Wednesday, March 3, 2010

Jenneffer in Africa cross-listed with libraria miscellanea

I intended my Jenneffer in Africa blog to be targeted to the non-library audience, i.e. general readership comprised of friends, family, lurkers, etc. However, I see that my work here is a lot of 'libraria miscellanea' now, so I may need to cross-list posts from time to time.




This Friday, I am hosting a workshop at my school in Logaganeng for all interested Peace Corps Volunteers serving in the Northern Cape, along with their principals and/or community counterparts. The workshop is inteded to let my librarian and principal tell the story of how they started their library. I also invited the librarian from Kuruman, the Northern Cape Provincial Library Services, and the Moshaweng Municipality; all were instrumental in helping start and keep running Logaganeng Library. Each should have a turn to describe how they operate, then I will fill in any gaps and be the ringleader of the show. For truly, all events in South Africa function much like a circus; this one should be no exception, and I don't mind at all to conduct such an event.



My lovely boyfriend [who is also a librarian] has been instrumental in assisting me with resources, as my access to the internet is very limited. We spend a lot of our time talking about library and information technology issues, and have generated some good ideas. All I can do is try, and do my best. Things fail here all the time, and as a result, I am trying to make any change a slow, sustainable one. Mostly I am joining people with other people, and showing people how and where to get resources. There isn't much of me doing anything for anybody, as I feel they ought to be in a place to do it for themselves. There are too many computer labs gathering dust because of lack of people and/or training to use them. Who needs a computer when a simple book will do? Or a simple way to organize what books you have? And a simple method in which to let other people borrow them? Welcome to good old-fashioned "library science."

Outline annotation records
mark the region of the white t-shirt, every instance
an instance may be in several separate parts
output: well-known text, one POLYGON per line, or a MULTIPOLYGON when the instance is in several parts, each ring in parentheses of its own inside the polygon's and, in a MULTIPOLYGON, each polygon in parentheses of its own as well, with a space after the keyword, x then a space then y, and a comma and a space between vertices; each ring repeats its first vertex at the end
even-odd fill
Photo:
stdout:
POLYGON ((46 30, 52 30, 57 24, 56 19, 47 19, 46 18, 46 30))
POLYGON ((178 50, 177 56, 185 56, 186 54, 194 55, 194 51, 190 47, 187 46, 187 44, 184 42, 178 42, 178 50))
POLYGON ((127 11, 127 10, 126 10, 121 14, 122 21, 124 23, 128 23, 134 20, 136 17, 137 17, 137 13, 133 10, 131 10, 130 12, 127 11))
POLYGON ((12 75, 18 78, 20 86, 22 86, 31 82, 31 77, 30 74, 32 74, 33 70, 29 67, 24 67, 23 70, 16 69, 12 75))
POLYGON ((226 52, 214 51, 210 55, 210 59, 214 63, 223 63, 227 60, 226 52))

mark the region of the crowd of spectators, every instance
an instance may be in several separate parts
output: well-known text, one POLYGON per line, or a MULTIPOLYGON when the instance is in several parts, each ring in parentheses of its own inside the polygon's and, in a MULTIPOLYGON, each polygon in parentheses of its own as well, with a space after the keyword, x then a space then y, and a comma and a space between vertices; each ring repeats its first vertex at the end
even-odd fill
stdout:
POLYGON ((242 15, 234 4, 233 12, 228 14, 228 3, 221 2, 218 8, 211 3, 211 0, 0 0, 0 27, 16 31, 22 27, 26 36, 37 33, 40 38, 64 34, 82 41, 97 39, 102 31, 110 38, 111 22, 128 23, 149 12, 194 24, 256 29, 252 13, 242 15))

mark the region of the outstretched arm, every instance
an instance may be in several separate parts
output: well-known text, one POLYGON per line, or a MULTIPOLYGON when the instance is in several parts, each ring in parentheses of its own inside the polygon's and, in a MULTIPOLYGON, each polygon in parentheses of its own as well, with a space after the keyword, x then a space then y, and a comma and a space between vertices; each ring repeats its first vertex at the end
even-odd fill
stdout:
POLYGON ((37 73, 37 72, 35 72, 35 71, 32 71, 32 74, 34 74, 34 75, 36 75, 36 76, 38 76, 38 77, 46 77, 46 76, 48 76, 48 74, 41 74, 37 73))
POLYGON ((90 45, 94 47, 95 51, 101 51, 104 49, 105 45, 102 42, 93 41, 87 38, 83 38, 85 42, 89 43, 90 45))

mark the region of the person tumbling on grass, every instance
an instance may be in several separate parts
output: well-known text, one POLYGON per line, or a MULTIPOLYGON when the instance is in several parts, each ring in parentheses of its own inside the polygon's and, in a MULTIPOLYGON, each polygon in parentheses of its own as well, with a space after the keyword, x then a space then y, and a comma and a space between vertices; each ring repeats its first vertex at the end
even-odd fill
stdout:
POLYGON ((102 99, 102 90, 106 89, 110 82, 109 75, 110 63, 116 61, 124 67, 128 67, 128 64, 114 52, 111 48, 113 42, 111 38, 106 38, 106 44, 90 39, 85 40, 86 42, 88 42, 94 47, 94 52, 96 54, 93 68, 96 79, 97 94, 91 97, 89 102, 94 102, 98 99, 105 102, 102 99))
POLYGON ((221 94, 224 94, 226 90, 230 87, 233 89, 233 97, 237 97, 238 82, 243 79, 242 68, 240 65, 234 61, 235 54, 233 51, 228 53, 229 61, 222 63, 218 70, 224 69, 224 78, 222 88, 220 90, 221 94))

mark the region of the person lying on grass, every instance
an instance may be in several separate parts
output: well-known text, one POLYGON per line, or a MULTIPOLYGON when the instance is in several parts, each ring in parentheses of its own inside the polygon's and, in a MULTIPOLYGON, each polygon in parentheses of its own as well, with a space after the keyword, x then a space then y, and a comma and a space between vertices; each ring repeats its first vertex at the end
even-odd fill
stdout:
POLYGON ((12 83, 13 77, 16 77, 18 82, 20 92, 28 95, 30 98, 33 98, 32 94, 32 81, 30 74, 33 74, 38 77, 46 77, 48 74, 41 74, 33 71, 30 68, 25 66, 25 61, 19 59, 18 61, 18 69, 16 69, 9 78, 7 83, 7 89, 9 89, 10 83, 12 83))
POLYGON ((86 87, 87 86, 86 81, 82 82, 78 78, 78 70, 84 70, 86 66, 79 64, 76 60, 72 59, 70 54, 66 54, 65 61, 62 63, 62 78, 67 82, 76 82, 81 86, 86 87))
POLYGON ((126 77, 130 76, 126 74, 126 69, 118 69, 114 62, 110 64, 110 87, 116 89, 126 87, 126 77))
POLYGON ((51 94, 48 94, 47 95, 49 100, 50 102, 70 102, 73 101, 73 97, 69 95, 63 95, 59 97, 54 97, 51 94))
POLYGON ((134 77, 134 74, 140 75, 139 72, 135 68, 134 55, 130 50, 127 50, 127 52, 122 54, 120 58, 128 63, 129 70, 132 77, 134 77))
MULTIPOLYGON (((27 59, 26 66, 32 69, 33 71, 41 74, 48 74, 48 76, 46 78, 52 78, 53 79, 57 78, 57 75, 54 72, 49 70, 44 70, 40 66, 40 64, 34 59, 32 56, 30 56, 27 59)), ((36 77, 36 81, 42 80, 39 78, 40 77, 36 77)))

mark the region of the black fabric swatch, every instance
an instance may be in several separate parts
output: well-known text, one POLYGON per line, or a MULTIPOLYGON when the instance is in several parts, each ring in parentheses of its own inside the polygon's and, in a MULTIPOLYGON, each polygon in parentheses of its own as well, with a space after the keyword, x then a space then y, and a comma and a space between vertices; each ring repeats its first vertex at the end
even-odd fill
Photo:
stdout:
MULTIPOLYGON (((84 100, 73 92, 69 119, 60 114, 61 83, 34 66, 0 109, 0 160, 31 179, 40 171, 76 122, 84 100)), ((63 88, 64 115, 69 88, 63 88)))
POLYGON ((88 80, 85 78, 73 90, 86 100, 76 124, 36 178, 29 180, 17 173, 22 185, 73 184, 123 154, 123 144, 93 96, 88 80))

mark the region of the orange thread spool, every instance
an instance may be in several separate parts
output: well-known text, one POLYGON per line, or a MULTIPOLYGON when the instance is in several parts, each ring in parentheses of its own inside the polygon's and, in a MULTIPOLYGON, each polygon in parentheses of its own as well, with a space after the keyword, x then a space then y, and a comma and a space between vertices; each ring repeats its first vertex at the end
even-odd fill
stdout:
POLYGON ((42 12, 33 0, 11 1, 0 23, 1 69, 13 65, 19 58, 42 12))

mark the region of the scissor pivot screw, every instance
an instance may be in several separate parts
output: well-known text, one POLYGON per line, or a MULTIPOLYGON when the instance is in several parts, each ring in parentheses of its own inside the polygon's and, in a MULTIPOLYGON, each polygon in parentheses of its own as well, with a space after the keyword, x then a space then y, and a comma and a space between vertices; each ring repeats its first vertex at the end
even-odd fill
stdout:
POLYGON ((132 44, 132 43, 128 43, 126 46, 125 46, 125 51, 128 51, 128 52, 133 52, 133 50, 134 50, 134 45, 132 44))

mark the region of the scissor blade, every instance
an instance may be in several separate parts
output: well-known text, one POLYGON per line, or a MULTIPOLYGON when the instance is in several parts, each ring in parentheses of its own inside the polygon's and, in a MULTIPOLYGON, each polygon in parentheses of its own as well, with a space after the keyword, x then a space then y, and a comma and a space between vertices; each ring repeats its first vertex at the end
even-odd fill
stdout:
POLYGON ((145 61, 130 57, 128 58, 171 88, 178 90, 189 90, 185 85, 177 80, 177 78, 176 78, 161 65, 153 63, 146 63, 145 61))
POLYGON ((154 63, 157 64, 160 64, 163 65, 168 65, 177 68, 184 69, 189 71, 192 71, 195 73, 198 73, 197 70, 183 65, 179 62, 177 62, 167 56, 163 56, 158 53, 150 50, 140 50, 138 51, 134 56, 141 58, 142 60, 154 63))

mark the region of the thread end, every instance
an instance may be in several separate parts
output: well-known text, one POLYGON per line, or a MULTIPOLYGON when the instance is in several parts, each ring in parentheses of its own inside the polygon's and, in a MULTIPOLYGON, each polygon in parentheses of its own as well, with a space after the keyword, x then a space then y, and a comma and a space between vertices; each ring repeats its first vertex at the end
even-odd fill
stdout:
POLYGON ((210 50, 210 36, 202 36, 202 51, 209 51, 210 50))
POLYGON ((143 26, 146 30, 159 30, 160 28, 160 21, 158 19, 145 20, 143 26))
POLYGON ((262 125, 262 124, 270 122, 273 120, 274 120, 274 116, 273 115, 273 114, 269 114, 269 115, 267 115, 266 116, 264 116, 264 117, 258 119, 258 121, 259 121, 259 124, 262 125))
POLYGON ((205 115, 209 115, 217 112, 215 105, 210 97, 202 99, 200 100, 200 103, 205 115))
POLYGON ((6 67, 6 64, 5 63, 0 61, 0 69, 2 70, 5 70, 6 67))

TO-DO LIST:
**a)** According to the blog post, where is the workshop this Friday being held?
**b)** Transcribe part of the blog post, beginning at the words "This Friday, I" and stopping after "such an event.".
These entries were taken from a different source than the blog post.

FULL ANSWERS:
**a)** At the writer's school in Logaganeng.

**b)**
This Friday, I am hosting a workshop at my school in Logaganeng for all interested Peace Corps Volunteers serving in the Northern Cape, along with their principals and/or community counterparts. The workshop is inteded to let my librarian and principal tell the story of how they started their library. I also invited the librarian from Kuruman, the Northern Cape Provincial Library Services, and the Moshaweng Municipality; all were instrumental in helping start and keep running Logaganeng Library. Each should have a turn to describe how they operate, then I will fill in any gaps and be the ringleader of the show. For truly, all events in South Africa function much like a circus; this one should be no exception, and I don't mind at all to conduct such an event.